## Compito
Raccogli ogni riga del materiale seguente che contiene la stringa "statue", distinguendo tra maiuscole e minuscole.

Voci di annotazione delle coordinate:
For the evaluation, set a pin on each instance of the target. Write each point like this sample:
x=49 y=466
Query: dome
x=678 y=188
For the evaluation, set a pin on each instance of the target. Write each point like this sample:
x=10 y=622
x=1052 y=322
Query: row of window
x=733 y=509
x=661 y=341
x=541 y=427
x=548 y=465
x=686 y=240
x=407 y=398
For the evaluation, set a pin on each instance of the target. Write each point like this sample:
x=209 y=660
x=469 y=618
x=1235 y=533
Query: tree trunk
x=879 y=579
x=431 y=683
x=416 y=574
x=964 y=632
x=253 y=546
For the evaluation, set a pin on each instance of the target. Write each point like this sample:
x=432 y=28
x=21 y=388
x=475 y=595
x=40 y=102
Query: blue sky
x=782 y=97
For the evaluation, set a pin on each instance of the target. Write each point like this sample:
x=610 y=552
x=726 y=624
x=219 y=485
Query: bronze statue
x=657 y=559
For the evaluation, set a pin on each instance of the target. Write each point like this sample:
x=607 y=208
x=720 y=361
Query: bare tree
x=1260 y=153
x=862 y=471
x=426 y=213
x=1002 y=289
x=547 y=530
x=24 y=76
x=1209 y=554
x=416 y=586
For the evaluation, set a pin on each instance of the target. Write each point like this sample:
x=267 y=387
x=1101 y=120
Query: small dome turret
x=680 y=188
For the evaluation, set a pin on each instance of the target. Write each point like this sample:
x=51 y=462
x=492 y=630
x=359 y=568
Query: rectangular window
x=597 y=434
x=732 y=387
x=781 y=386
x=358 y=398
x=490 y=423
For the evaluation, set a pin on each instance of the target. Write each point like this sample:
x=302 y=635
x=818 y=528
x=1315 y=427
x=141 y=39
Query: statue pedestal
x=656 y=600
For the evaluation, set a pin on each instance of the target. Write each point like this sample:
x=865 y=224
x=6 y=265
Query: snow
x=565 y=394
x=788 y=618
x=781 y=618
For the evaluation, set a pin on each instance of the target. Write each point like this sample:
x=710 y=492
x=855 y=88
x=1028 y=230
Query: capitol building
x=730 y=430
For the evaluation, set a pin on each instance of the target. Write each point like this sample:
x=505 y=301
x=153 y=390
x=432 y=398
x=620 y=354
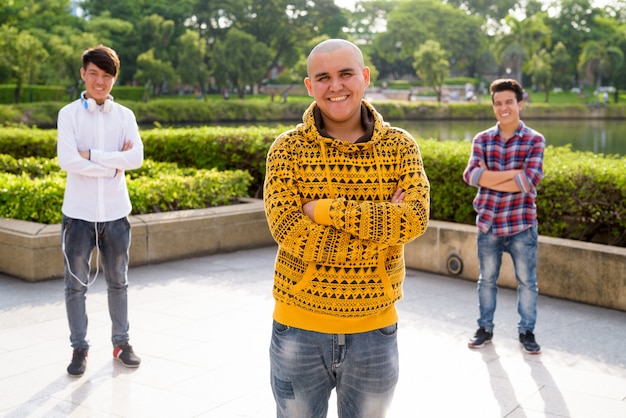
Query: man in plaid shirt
x=506 y=165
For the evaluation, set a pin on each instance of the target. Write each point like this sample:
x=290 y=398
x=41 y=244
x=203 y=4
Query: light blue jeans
x=78 y=241
x=523 y=250
x=306 y=366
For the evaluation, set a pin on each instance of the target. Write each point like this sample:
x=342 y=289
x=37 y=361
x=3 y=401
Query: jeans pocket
x=280 y=328
x=389 y=330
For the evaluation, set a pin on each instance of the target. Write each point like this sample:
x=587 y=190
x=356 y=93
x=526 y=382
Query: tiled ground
x=202 y=329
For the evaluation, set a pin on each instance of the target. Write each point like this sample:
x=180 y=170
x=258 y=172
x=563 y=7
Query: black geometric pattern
x=354 y=267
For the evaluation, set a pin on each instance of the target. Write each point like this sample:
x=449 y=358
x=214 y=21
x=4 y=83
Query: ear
x=307 y=83
x=366 y=76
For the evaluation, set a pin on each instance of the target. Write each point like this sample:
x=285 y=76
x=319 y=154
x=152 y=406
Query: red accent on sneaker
x=117 y=352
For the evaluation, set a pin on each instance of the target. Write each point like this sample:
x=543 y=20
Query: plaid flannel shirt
x=506 y=213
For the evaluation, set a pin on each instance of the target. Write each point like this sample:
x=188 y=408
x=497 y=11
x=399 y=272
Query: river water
x=597 y=136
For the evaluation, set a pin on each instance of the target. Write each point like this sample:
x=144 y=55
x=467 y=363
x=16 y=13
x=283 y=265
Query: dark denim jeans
x=523 y=250
x=79 y=238
x=306 y=366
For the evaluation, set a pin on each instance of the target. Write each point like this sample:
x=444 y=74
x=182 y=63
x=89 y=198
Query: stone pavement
x=202 y=328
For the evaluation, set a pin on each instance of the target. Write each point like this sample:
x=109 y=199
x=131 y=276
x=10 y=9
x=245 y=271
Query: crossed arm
x=502 y=181
x=125 y=147
x=309 y=207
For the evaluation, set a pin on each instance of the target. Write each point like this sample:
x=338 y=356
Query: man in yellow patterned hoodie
x=343 y=193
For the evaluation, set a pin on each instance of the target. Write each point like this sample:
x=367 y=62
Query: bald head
x=332 y=45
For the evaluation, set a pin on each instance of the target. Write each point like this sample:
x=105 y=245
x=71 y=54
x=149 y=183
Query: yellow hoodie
x=343 y=272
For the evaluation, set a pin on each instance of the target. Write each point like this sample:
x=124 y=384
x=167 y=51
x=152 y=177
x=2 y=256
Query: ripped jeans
x=306 y=366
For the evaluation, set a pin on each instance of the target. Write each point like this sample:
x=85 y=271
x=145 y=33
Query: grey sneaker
x=480 y=338
x=124 y=354
x=79 y=363
x=527 y=340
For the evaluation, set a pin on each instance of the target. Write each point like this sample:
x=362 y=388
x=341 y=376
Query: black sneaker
x=528 y=343
x=480 y=338
x=79 y=363
x=125 y=354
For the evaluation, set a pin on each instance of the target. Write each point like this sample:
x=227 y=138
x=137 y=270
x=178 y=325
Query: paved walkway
x=202 y=328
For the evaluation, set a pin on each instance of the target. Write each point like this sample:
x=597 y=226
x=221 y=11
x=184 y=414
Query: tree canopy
x=206 y=45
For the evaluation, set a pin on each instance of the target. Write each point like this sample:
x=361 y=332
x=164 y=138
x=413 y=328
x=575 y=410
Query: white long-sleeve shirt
x=94 y=192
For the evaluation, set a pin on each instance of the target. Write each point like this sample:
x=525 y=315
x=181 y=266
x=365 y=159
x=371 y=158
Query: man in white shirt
x=98 y=140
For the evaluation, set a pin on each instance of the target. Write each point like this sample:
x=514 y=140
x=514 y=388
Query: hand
x=127 y=145
x=398 y=196
x=309 y=209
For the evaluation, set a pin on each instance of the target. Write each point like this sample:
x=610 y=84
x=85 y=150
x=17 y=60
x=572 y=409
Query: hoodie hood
x=312 y=129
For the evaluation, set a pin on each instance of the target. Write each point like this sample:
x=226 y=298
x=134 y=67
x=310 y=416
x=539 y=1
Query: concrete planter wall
x=573 y=270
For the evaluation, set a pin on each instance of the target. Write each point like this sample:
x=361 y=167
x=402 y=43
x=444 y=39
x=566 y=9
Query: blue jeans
x=78 y=241
x=306 y=366
x=523 y=250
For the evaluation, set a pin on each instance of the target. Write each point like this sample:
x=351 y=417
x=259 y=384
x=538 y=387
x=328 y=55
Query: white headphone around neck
x=91 y=106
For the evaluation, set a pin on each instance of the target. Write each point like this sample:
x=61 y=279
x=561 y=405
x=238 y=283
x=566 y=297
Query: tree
x=524 y=38
x=431 y=65
x=65 y=56
x=494 y=9
x=540 y=69
x=573 y=26
x=240 y=60
x=598 y=60
x=414 y=22
x=120 y=35
x=22 y=54
x=155 y=32
x=191 y=55
x=154 y=73
x=561 y=76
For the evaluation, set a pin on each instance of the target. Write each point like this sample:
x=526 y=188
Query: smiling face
x=507 y=108
x=98 y=82
x=337 y=80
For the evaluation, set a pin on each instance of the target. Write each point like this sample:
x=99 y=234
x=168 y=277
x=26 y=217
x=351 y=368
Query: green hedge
x=582 y=197
x=32 y=93
x=36 y=193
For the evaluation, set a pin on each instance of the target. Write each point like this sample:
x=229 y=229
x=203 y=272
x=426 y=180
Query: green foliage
x=222 y=148
x=189 y=189
x=32 y=199
x=582 y=196
x=32 y=93
x=22 y=143
x=444 y=162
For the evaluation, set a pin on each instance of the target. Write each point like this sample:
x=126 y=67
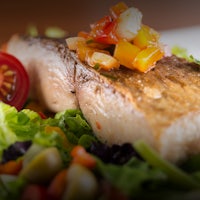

## Risposta
Query: bronze statue
Query: statue pedestal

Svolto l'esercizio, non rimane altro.